[[ Dataset extract, beginning ]]

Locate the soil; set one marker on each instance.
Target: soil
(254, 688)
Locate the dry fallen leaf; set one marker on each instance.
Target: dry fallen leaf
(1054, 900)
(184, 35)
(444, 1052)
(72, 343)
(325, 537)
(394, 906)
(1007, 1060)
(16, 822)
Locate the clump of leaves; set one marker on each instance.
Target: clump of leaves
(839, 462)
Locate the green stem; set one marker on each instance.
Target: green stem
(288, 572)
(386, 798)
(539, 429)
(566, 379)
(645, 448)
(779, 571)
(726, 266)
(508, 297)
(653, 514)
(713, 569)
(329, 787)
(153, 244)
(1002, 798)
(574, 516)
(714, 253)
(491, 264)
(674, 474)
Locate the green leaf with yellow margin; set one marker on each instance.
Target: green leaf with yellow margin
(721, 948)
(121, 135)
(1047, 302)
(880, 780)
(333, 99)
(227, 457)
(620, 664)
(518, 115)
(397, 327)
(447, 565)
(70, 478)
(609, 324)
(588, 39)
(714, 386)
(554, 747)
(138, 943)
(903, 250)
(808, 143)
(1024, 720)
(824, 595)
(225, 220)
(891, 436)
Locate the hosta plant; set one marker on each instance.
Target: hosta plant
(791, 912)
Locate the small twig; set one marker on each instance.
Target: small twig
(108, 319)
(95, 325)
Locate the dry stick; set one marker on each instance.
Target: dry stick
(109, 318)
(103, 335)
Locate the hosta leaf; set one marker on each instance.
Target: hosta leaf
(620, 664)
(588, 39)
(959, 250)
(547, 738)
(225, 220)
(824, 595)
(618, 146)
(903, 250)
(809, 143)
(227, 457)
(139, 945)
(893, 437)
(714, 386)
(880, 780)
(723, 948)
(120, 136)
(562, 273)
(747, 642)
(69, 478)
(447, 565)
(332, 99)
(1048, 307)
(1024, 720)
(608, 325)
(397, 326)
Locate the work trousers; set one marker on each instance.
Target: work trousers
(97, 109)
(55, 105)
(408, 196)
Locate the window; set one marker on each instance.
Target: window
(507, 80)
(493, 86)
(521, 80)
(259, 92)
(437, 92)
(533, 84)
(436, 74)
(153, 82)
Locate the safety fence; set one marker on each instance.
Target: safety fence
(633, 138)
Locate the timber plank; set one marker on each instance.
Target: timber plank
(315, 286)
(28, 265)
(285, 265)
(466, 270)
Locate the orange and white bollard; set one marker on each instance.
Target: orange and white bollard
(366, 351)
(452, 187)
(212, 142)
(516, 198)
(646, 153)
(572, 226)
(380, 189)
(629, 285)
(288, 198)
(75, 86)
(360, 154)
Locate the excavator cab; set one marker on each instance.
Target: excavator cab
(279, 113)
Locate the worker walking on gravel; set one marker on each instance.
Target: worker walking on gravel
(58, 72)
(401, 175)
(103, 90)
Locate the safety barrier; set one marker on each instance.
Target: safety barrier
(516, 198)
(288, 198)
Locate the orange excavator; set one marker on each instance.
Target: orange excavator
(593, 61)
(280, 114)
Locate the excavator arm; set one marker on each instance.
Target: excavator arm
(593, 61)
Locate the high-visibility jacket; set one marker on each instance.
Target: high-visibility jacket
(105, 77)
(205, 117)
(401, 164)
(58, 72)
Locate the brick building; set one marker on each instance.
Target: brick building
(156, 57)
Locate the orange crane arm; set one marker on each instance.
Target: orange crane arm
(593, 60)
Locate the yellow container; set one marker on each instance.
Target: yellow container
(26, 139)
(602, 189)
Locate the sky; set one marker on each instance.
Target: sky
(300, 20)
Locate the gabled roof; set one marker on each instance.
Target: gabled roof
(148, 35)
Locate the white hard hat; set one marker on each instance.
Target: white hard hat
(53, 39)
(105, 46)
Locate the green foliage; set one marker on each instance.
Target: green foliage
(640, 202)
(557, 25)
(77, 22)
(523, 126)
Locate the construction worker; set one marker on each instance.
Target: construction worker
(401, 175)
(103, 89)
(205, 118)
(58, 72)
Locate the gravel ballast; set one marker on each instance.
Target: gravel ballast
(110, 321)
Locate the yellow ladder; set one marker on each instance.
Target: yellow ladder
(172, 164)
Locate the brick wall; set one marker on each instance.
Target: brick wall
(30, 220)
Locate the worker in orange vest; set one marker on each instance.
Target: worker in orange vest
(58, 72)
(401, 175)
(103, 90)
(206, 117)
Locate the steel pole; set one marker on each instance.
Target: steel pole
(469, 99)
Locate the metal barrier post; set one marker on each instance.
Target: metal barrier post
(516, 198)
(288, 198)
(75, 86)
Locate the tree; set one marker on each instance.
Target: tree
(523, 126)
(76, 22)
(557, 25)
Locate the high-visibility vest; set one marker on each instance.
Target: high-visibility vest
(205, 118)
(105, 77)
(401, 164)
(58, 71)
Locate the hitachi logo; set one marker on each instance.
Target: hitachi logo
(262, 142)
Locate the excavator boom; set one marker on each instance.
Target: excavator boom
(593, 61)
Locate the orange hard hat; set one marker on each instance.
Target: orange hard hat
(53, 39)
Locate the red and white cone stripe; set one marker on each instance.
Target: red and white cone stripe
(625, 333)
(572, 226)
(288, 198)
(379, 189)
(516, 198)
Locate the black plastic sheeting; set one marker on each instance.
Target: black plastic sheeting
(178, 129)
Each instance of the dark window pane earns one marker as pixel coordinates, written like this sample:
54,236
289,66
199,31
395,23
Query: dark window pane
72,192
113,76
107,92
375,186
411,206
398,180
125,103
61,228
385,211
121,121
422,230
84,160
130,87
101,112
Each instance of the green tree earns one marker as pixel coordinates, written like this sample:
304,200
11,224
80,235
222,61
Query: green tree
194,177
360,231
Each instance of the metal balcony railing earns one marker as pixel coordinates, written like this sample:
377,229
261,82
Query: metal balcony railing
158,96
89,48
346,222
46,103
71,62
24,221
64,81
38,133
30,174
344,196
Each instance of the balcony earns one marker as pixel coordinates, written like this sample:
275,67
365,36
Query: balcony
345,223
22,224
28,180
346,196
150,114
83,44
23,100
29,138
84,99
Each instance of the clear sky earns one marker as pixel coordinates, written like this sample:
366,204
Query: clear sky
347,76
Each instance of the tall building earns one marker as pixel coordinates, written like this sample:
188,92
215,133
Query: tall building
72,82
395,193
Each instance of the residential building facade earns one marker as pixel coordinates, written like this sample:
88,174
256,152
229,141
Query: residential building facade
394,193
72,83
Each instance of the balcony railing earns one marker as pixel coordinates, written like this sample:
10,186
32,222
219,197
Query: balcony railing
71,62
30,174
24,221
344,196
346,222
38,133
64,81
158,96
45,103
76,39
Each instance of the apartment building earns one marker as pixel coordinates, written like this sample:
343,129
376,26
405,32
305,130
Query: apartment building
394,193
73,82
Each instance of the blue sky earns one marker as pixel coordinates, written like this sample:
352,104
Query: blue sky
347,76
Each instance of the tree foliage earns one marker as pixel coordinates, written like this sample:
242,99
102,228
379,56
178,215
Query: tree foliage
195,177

[[ Dataset extract, end ]]

= Work order =
Nothing in the records should differ from the original when you retype them.

= Answer space =
Locate the soil; set one marker on each instance.
Target: soil
(254, 688)
Locate the dry fallen leaf; set one marker on each instance.
Target: dry fallen leaf
(1054, 900)
(184, 35)
(444, 1052)
(72, 343)
(325, 537)
(394, 906)
(1007, 1060)
(16, 822)
Locate the clump of leaves; set one marker on each instance.
Target: clump of leaves
(839, 462)
Locate the green stem; set one marker on each instance.
Target: green stem
(288, 572)
(386, 798)
(539, 429)
(566, 379)
(645, 448)
(779, 571)
(726, 266)
(508, 297)
(653, 514)
(713, 569)
(329, 787)
(153, 244)
(1002, 798)
(574, 516)
(714, 253)
(491, 264)
(674, 474)
Locate the green leaf with yellow margin; set one marker on each instance.
Target: green leaf with yellow margin
(721, 948)
(121, 135)
(1047, 302)
(880, 780)
(333, 99)
(227, 457)
(620, 664)
(518, 115)
(397, 327)
(447, 565)
(70, 478)
(609, 324)
(588, 39)
(714, 386)
(554, 747)
(138, 943)
(903, 250)
(808, 143)
(1024, 720)
(824, 595)
(225, 220)
(891, 436)
Locate the hosta plant; set one marker on each instance.
Target: hosta plant
(791, 912)
Locate the small twig; set one marker on each instance.
Target: small twig
(108, 319)
(95, 325)
Locate the dry stick; set one marker on each instance.
Target: dry stick
(109, 318)
(103, 335)
Locate the hosta leaf; set one marker on each instance.
Target: hosta leaf
(620, 664)
(588, 39)
(959, 250)
(547, 738)
(225, 220)
(824, 595)
(618, 146)
(903, 250)
(809, 143)
(227, 457)
(139, 945)
(893, 437)
(714, 386)
(880, 780)
(723, 948)
(120, 136)
(562, 273)
(747, 642)
(69, 478)
(447, 565)
(332, 99)
(1048, 307)
(1024, 720)
(608, 325)
(397, 326)
Locate the work trousers; set one marker on each instance.
Target: work trousers
(97, 109)
(55, 105)
(408, 196)
Locate the window; set one marker on each instance.
Target: window
(507, 80)
(493, 86)
(521, 80)
(259, 92)
(437, 92)
(533, 84)
(436, 74)
(153, 82)
Locate the safety fence; set one marker on each instance.
Target: safety fence
(633, 138)
Locate the timber plank; set one marker on each instance.
Target: timber plank
(315, 286)
(28, 265)
(285, 265)
(466, 270)
Locate the orange and white bollard; set one marker on each instance.
Target: orange and white bollard
(366, 351)
(452, 187)
(212, 142)
(516, 198)
(646, 153)
(572, 226)
(380, 189)
(629, 285)
(288, 198)
(75, 86)
(360, 154)
Locate the excavator cab; set one marker on each instance.
Target: excavator cab
(279, 113)
Locate the worker walking on gravel; set one marker on each instance.
Target: worker walking on gravel
(58, 72)
(401, 175)
(103, 90)
Locate the safety barrier; set one marker on each instance.
Target: safety barrier
(516, 198)
(288, 198)
Locate the orange excavator; set one marker on each instance.
Target: orange excavator
(593, 61)
(280, 114)
Locate the excavator arm; set one marker on each instance.
Target: excavator arm
(593, 61)
Locate the high-visibility jacket; set one marker on each instance.
Target: high-visibility jacket
(105, 77)
(205, 117)
(401, 164)
(58, 72)
Locate the brick building; set one marker on each instance.
Target: brick building
(156, 57)
Locate the orange crane arm; set one marker on each instance.
Target: orange crane arm
(593, 60)
Locate the yellow container; set one marker on each instance.
Target: yellow container
(26, 139)
(602, 189)
Locate the sky; set one marker on each instance.
Target: sky
(300, 20)
Locate the gabled roof; set one marker on each instance.
Target: gabled roof
(148, 35)
Locate the white hard hat; set one marker on each instance.
Target: white hard hat
(53, 39)
(105, 46)
Locate the green foliage; set one marker on each instance.
Target: green foliage
(640, 202)
(557, 25)
(77, 22)
(523, 126)
Locate the construction worker; set one marker on each instance.
Target: construction worker
(401, 175)
(103, 89)
(205, 118)
(58, 72)
Locate the gravel ballast; set one marker on each instance.
Target: gravel ballast
(110, 321)
Locate the yellow ladder; set one marker on each instance.
Target: yellow ladder
(172, 164)
Locate the brick wall; set one marker on each instance.
Target: brick wall
(30, 220)
Locate the worker in orange vest; set one marker on each instance.
Target: worker in orange vest
(58, 72)
(401, 175)
(103, 90)
(206, 117)
Locate the steel pole; set one marker on each instance.
Target: steel pole
(469, 99)
Locate the metal barrier post; set one marker on each instance.
Target: metal barrier post
(516, 198)
(288, 198)
(75, 86)
Locate the tree; set one marker on each instance.
Target: tree
(523, 126)
(76, 22)
(557, 25)
Locate the high-visibility vest; set one marker on each instance.
Target: high-visibility vest
(205, 118)
(105, 77)
(401, 164)
(58, 71)
Locate the hitachi logo; set one marker on each instance.
Target: hitachi logo
(262, 142)
Locate the excavator boom; set one marker on each instance.
Target: excavator boom
(593, 61)
Locate the orange hard hat; set one marker on each instance.
Target: orange hard hat
(53, 39)
Locate the red and white cone stripe; set one marker on each instance.
Target: red and white cone stripe
(625, 333)
(572, 226)
(288, 198)
(379, 189)
(516, 198)
Locate the black plastic sheeting; set one marker on each instance.
Target: black plastic sheeting
(178, 129)
Each instance of the dark window pane earns one marker as pixel coordinates, written like this sample:
54,236
289,66
199,31
395,23
Query: dark window pane
72,192
113,76
107,92
375,186
411,206
398,180
125,103
61,228
385,211
121,121
422,230
84,160
130,87
101,112
Each instance of the green tree earns one marker as pixel coordinates, written like this sample:
304,200
11,224
80,235
222,61
Query: green tree
194,177
360,231
Each instance of the metal balcony railing earns one marker as pixel coordinates, written like this sample:
377,229
261,82
Query: metal balcony railing
158,96
89,48
346,222
46,103
71,62
24,221
64,81
38,133
30,174
344,196
Each instance of the balcony earns one marker as pixel coordinates, written like this sample:
275,67
365,36
Query: balcony
345,223
22,224
28,180
346,196
150,114
83,44
23,100
29,138
84,99
Each instance of the clear sky earns one marker as pixel coordinates, written like this sample:
366,204
Query: clear sky
347,76
Each instance of the tall building earns one marker as pixel coordinates, written like this sample:
188,92
215,133
Query: tall building
72,82
395,193
Each instance of the residential building facade earns one marker as pixel coordinates, written like this sample:
88,174
256,152
229,141
Query: residential building facade
394,193
72,83
Each instance of the balcony railing earns one marker as pixel coordinates, written like this sample:
10,186
32,222
219,197
Query: balcony railing
71,62
30,174
24,221
344,196
346,222
38,133
64,81
158,96
45,103
76,39
Each instance of the apartment building earns one marker as pixel coordinates, written like this sample:
343,129
376,26
405,32
305,130
Query: apartment building
394,193
73,82
Each instance of the blue sky earns one marker as pixel coordinates, written like this sample:
352,104
Query: blue sky
347,76
Each instance of the tree foliage earns one marker as pixel coordinates, written like this sample:
242,99
102,228
379,56
178,215
Query: tree foliage
195,177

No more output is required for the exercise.